%%

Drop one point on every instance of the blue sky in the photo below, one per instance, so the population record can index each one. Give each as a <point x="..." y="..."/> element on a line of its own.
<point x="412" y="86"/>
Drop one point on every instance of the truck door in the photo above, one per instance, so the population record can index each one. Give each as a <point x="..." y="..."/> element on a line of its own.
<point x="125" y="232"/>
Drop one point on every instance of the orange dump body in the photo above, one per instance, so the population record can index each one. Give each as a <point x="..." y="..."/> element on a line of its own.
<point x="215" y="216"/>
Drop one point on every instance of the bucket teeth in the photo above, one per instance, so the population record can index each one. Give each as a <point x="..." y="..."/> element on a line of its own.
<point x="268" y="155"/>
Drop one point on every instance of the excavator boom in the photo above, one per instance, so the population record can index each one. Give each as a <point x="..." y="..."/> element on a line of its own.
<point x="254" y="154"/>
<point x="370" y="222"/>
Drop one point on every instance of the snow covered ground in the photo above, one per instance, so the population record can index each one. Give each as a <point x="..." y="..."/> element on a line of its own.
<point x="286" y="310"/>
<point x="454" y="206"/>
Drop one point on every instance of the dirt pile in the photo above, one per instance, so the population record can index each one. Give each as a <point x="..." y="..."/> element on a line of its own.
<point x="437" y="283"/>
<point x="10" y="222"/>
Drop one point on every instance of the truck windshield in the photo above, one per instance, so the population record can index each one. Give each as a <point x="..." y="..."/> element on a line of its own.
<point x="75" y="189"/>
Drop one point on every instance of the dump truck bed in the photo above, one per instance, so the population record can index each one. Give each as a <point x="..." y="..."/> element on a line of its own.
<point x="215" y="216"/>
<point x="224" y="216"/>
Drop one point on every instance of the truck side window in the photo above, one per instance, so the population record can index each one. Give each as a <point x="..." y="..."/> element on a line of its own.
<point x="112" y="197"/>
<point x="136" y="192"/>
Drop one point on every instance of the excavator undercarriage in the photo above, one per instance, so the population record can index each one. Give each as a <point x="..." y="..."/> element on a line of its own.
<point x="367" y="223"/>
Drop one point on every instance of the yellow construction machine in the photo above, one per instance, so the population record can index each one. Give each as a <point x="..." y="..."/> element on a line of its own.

%%

*EXERCISE*
Format every one of the rows above as a numbered list, one row per item, leaving out any blank lines.

*TASK ANSWER*
1. Drop one point on every instance of the blue sky in the photo below, one per instance, so the population record can index each one. Give each as a <point x="..." y="..."/> element on a line of its own.
2. <point x="412" y="86"/>
3. Drop one point on every instance of the truck door in the photo above, one per instance, so the population record can index each one. Give each as a <point x="..." y="..."/> element on a line of its own.
4. <point x="125" y="232"/>
5. Drop one point on every instance of the orange dump body in the photo above, one per instance, so the population record can index each one. Give each as a <point x="..." y="..."/> element on a line of its own.
6. <point x="215" y="216"/>
7. Drop one point on every instance of the bucket teeth in the photo above, one per instance, so the population record can index each one. Give each as a <point x="..." y="..."/> element on a line of its own.
8. <point x="268" y="155"/>
9. Drop one point on every instance of the excavator boom in the photo above, one per instance, so the population record can index each one. Give each as a <point x="..." y="..."/> element on a line of its own.
10. <point x="254" y="154"/>
11. <point x="370" y="222"/>
12. Drop one point on every instance of the snow covered ground in the photo above, one per instance, so the population record can index each one. Give each as a <point x="..." y="..."/> element on a line of its own.
13. <point x="286" y="310"/>
14. <point x="454" y="206"/>
15. Drop one point on every instance of the dirt pile in the photo above, one per instance, so the population record can index each one. Give each as a <point x="..." y="..."/> element on a line of its own.
16. <point x="437" y="283"/>
17. <point x="10" y="222"/>
18. Drop one point on every instance of the truck windshield in the photo above, one per instance, so the population record can index each one. Give each as a <point x="..." y="..."/> element on a line of its own.
19. <point x="75" y="189"/>
20. Drop one point on every instance of the dump truck bed in the photo above, one per instance, so the population record can index each one. Give each as a <point x="..." y="..."/> element on a line of its own.
21. <point x="215" y="216"/>
22. <point x="224" y="216"/>
23. Drop one point on every instance of the truck side window in the photo above, one per instance, so the population record can index each one. Give each as a <point x="..." y="..."/> element on a line of its own.
24. <point x="112" y="197"/>
25. <point x="136" y="192"/>
26. Drop one point on every instance of the excavator undercarriage in the photo above, one per instance, so the population record can index each one. Give each as a <point x="..." y="..."/> element on a line of its own.
27. <point x="367" y="223"/>
28. Drop one point on every instance of the yellow construction machine in the photo above, one per instance, so the population record can index each one. Give each as a <point x="..." y="..."/> element on a line of its own.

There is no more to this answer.